[Segmentation mask data]
□ □ □
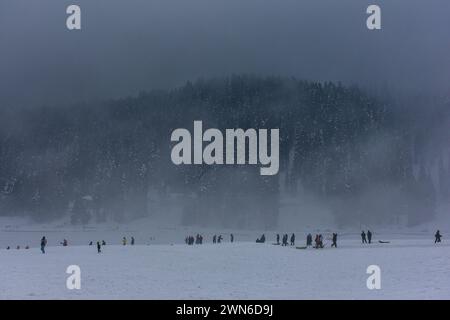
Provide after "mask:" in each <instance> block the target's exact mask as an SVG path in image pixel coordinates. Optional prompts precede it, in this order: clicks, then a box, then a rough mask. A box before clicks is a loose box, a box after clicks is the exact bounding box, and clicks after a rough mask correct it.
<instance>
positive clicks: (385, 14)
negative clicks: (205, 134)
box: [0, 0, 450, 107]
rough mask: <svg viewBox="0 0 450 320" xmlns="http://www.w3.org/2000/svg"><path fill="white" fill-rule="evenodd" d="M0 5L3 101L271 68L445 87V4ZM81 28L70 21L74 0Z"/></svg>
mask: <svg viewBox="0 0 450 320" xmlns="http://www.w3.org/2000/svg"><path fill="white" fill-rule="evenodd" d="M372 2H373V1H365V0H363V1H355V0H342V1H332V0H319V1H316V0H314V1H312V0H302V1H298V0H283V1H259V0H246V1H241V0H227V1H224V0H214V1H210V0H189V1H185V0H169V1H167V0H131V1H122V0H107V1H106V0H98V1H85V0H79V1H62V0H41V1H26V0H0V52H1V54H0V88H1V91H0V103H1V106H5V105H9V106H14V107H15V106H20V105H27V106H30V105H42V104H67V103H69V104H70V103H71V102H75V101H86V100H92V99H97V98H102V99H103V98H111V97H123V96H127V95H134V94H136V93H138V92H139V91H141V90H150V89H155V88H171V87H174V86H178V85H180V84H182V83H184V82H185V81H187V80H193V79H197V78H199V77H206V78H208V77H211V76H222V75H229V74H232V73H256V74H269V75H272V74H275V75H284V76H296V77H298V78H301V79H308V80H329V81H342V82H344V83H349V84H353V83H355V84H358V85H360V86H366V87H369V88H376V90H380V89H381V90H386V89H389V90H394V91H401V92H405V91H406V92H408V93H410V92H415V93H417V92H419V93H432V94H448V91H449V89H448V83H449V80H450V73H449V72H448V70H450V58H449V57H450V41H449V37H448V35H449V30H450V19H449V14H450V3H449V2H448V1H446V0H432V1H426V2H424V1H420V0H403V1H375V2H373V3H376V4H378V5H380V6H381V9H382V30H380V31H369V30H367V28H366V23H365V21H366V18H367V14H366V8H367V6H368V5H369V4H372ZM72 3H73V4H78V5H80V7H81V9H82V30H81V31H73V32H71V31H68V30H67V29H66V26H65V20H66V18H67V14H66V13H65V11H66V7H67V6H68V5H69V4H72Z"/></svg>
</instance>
□ □ □
▸ PROBLEM TO WORK ON
Rewrite everything from the start of the entries down through the line containing "positive clicks: (385, 14)", changing "rough mask" to "coarse mask" and leaving all else as it is. Omit the pictures from your answer.

▸ SOLUTION TO THE PROBLEM
Provide after "mask:" in each <instance> block the target's exact mask as an SVG path in image pixel coordinates. Optional prompts precede it, in this order: clicks, then a box, then a coarse mask. A box before clicks is a loose box, a box after clicks is the exact bounding box, and clicks after a coarse mask correct it.
<instance>
positive clicks: (385, 14)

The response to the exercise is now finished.